**Aim of the task:**
Carry on the SFTP connector documentation below from the point where it stops.

Skip to main content

SFTP Server

Overview

The SFTP (Secure File Transfer Protocol) connector allows you to securely exchange files with remote servers. Saddle Data can use SFTP as both a data source and a destination, making it an ideal choice for legacy system integration and secure partner data exchange.

Prerequisites

Before connecting to an SFTP server, ensure you have:

  • Host and Port: The address and port (default is 22) of your SFTP server.
  • Authentication: Either a username and password or a private SSH key.
  • Access Permissions: The user must have read permissions for source paths and write permissions for destination paths.

Configuration

Saddle Data separates SFTP configuration into Integrations (credentials and server info) and Connections (path and format info). This allows you to reuse the same server credentials across multiple data flows.

1. SFTP Integration

When creating an SFTP Integration, you provide the server and security details:

  • Host: The hostname or IP address of the SFTP server.
  • Port: The port the SFTP server is listening on (default is 22).
  • Username: The username for authentication.
  • Password: The password for the user (optional if using a private key).
  • Private Key: The SSH private key for key-based authentication (optional if using a password).

2. SFTP Connection

Once an Integration is created, you create a Connection to define how data is accessed:

  • Capability: Choose "Source", "Destination", or "Both".
  • Remote Path: The directory path on the SFTP server to read from or write to.

**Data lines:**
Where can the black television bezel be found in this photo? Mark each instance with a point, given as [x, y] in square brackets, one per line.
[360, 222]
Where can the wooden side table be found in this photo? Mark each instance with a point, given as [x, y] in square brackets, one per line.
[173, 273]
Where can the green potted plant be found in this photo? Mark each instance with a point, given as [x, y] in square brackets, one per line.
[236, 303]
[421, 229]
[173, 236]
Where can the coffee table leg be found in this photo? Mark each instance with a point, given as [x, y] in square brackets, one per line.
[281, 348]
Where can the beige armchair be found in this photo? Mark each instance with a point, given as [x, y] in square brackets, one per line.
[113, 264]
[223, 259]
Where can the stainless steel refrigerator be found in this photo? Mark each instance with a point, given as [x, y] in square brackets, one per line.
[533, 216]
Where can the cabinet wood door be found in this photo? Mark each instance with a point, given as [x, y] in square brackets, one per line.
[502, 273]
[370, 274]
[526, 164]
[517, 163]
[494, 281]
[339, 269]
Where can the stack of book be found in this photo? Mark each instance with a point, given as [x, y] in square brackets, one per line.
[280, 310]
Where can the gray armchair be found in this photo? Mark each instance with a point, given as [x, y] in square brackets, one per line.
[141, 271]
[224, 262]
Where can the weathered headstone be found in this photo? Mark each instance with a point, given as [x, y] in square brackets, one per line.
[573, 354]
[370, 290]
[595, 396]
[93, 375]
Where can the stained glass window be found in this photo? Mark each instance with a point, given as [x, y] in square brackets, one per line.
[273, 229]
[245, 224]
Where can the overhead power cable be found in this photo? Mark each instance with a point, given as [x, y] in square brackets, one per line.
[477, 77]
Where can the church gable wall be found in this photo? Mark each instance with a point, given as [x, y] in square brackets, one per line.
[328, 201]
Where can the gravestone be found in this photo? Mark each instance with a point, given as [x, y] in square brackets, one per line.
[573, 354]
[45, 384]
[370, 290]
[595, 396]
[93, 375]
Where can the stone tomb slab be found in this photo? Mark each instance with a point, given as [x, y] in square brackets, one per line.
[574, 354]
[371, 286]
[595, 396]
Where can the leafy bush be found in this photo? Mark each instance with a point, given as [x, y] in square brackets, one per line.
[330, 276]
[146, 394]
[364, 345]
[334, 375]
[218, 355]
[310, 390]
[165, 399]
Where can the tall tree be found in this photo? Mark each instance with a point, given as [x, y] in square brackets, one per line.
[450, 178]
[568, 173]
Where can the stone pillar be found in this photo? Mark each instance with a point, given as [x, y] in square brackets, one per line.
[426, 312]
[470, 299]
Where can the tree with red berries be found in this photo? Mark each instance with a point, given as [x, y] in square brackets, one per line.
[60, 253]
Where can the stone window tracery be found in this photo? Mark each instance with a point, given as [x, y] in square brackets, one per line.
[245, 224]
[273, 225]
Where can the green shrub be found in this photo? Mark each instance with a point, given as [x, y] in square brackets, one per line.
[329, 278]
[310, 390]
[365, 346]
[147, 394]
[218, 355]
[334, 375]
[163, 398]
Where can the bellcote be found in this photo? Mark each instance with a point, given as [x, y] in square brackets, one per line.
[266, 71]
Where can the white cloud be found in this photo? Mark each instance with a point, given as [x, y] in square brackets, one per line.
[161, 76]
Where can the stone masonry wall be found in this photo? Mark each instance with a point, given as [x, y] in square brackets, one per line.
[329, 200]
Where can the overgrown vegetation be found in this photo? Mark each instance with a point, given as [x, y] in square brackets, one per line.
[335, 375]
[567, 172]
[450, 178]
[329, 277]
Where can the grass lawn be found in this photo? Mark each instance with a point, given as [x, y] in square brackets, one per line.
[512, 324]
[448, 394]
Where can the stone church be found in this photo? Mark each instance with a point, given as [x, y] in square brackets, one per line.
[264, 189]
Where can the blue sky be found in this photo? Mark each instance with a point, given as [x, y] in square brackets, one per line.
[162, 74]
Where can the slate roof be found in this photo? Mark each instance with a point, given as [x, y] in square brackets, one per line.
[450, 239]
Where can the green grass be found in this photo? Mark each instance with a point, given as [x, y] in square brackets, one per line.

**Written answer:**
  • File Pattern (Source only): A regular expression to filter files (e.g., orders_.*\.csv).
  • File Format: The format of the files (CSV, TSV, Excel, JSON Array, or JSON Lines).

Sync Modes

SFTP as a Source

When using SFTP as a source, Saddle Data scans the configured path for files matching the pattern.

  • Full Refresh: Processes all matching files in the directory.
  • Incremental: Processes only new or modified files based on their modification timestamps. Saddle Data maintains a cursor of the last processed file's timestamp to ensure no data is missed.

SFTP as a Destination

When using SFTP as a destination, Saddle Data will generate and upload files to the configured remote path.

  • Incremental - Append: Creates a new file for each sync run containing the records processed during that run.
  • Dynamic Naming: The filename is automatically generated using the Destination Table Name from your mapping and a timestamp (e.g., users_export_20240309_120000.csv).
  • Excel Sheets: If using the Excel format, the Destination Table Name is also used as the sheet name within the workbook.

Supported File Formats

Saddle Data supports the following formats for both reading and writing:

  • CSV (Comma Separated): Standard comma-separated values.
  • TSV (Tab Separated): Tab-separated values, useful for data containing commas.
  • Excel (.xlsx): Modern Microsoft Excel workbooks.
  • JSON Array (Standard): A standard JSON file containing an array of objects.
  • JSON Lines (Stream-friendly): A format where each line is a valid JSON object. This is highly recommended for large datasets as it allows for efficient streaming.

Schema Discovery

When used as a source, Saddle Data will "peek" at the most recent file matching your pattern to automatically discover the schema.

  • CSV/TSV: Headers are extracted from the first row using the appropriate delimiter.
  • Excel: Headers are extracted from the first row of the first sheet.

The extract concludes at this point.